--- Begin Materials provided ---
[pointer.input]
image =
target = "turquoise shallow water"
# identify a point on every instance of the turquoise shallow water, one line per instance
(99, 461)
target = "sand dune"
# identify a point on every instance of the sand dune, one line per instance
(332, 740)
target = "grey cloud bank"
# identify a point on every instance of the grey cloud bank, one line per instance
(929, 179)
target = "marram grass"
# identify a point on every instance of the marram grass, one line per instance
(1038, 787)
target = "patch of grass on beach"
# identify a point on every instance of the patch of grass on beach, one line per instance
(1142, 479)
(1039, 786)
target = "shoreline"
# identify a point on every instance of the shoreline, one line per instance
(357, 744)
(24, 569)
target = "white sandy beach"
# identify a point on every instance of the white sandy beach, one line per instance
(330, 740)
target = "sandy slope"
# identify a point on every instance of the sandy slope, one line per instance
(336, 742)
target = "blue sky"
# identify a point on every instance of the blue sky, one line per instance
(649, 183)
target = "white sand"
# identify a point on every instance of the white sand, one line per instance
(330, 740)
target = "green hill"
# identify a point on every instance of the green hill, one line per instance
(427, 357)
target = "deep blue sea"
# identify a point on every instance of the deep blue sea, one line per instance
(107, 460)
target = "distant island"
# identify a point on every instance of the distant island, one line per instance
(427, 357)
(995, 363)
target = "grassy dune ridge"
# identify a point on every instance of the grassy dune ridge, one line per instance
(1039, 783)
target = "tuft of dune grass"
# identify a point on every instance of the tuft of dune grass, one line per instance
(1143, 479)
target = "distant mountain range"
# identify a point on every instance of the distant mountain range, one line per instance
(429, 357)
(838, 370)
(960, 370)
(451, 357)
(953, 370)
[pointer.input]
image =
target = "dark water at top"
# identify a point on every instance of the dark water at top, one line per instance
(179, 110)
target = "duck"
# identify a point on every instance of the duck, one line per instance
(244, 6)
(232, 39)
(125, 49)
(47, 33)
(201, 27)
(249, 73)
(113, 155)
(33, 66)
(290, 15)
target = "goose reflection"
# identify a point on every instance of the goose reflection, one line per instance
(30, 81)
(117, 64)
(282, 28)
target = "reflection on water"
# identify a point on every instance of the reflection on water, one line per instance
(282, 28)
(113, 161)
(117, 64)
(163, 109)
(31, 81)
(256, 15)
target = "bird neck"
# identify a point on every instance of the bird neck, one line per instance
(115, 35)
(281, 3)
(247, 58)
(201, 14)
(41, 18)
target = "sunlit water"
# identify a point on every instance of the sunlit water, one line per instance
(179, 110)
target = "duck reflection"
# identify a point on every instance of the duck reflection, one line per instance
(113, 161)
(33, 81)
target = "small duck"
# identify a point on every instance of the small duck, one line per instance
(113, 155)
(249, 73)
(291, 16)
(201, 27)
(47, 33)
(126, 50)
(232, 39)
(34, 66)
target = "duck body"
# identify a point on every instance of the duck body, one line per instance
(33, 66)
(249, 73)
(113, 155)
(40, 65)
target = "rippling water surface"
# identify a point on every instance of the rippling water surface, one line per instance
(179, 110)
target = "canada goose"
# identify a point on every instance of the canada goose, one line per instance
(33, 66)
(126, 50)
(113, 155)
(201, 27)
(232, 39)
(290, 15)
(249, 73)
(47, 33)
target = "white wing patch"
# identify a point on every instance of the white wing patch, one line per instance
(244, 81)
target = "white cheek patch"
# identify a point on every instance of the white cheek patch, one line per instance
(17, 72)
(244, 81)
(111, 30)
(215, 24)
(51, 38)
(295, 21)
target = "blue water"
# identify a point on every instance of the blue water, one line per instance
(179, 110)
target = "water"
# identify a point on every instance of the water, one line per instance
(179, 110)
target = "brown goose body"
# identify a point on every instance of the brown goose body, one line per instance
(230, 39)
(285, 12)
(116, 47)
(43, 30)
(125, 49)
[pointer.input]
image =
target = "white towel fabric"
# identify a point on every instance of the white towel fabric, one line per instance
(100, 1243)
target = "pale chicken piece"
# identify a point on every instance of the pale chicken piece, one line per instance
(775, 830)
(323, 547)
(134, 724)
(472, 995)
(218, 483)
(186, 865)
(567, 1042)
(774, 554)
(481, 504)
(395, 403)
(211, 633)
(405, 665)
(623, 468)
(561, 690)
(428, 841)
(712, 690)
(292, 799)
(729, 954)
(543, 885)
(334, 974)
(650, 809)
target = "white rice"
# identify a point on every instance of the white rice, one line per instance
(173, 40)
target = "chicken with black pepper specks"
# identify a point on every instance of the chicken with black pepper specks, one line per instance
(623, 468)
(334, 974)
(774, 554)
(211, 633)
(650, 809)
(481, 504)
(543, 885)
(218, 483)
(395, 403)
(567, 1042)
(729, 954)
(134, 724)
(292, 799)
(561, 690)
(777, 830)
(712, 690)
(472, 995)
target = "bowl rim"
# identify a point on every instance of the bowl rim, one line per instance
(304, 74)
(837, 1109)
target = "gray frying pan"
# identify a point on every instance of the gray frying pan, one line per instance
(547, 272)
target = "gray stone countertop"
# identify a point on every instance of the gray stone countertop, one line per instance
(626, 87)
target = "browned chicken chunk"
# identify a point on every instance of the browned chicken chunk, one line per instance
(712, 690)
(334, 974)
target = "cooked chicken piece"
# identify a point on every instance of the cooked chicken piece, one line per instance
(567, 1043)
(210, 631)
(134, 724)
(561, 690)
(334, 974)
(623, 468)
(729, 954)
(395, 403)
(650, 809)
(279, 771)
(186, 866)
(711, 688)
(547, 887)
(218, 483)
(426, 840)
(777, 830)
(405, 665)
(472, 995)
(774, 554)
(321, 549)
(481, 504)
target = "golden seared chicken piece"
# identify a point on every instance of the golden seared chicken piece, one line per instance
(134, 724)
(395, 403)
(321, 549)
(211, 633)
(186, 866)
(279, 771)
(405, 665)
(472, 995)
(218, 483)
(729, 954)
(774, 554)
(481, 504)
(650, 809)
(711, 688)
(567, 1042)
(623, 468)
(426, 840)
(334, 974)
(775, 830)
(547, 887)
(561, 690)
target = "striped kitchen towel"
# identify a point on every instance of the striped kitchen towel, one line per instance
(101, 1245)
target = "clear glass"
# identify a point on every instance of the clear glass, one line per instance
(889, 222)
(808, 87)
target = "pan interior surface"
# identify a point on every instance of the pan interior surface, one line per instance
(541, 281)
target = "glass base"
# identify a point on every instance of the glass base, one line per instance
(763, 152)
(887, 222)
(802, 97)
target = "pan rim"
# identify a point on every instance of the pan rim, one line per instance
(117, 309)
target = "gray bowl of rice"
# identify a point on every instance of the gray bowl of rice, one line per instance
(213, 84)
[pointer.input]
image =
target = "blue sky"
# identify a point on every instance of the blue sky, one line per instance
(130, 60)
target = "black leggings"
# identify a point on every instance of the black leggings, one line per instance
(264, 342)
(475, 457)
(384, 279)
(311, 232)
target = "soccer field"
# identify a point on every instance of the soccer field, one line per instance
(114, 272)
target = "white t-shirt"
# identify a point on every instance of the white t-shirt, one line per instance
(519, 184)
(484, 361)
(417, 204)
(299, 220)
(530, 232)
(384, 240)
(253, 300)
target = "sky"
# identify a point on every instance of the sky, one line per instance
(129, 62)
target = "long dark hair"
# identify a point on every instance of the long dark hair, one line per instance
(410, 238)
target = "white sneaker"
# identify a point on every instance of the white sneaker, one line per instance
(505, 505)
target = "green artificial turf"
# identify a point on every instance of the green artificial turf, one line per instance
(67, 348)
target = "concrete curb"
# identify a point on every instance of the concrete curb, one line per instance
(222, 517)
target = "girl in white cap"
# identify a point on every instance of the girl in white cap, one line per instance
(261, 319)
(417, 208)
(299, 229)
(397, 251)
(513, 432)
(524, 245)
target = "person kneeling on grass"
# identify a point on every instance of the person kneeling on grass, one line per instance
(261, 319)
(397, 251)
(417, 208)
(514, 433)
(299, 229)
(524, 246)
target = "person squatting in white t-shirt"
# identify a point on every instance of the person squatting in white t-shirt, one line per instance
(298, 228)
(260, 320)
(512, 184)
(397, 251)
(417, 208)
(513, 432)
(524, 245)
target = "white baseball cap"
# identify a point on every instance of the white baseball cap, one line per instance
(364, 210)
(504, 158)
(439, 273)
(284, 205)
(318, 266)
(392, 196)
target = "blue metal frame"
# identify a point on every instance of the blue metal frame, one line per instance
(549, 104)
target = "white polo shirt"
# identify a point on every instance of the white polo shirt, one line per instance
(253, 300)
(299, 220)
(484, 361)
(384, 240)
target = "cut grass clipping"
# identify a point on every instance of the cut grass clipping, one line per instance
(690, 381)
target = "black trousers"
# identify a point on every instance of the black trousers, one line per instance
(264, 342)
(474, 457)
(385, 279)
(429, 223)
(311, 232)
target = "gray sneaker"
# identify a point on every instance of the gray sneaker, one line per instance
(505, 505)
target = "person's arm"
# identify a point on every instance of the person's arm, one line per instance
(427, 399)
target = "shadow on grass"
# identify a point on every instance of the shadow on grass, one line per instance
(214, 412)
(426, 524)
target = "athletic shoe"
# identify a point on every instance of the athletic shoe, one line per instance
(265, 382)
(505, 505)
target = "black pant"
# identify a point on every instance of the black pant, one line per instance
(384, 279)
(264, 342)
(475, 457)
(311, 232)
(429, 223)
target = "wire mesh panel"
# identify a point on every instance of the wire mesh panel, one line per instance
--- End Materials provided ---
(Exercise prompt):
Reproduce every line of the material, from its first line down to and including the line that contains "(1143, 479)", and raise each point coordinate in the answers by 96.

(Response to this exercise):
[pointer.input]
image =
target = "turquoise shallow water"
# identify a point on every instance of the turquoise shallow water, one line per instance
(195, 557)
target = "sand dune"
# identify a point on every instance of the sand dune, one line per instance
(428, 836)
target = "grey cloud bank"
# identify a point on every instance of the grey cloud bank, one line per instance
(1025, 275)
target = "marram grass"
# identify a point on every instance of the marram grass, one line per instance
(1134, 883)
target = "patch of grass on beach"
# identify a point on every instance of the patch of grass on beach, one line per instance
(1238, 575)
(1135, 882)
target = "shoreline"
# identify a point on every instance of the shoreline, one line per instance
(453, 840)
(120, 665)
target = "white sandy beach"
# identify a point on every instance of the white sandy beach, one line per instance
(426, 836)
target = "sandy slope"
# identify a point on every instance of the sandy slope, one line per instance
(432, 838)
target = "blue sky"
# identify a point on every instance of the blue sky, one line per instance
(745, 279)
target = "white sand"
# identify a point on every instance of the white sand, one line per instance
(426, 836)
target = "green hill"
# identify a point on every instance of the green hill, one line per instance
(523, 453)
target = "deep blue sea"
# identify a point on every instance of the deep blue sea, one line per instance
(203, 556)
target = "distant island"
# identify a point on every instance of the distant island, one line per instance
(523, 453)
(1091, 459)
target = "grassy dune ridge"
# identify a point on every instance of the grassy dune ridge, one line per instance
(1135, 879)
target = "tuft of dune grass"
# identify a point on every instance of the tuft of dune grass, one line per instance
(1239, 575)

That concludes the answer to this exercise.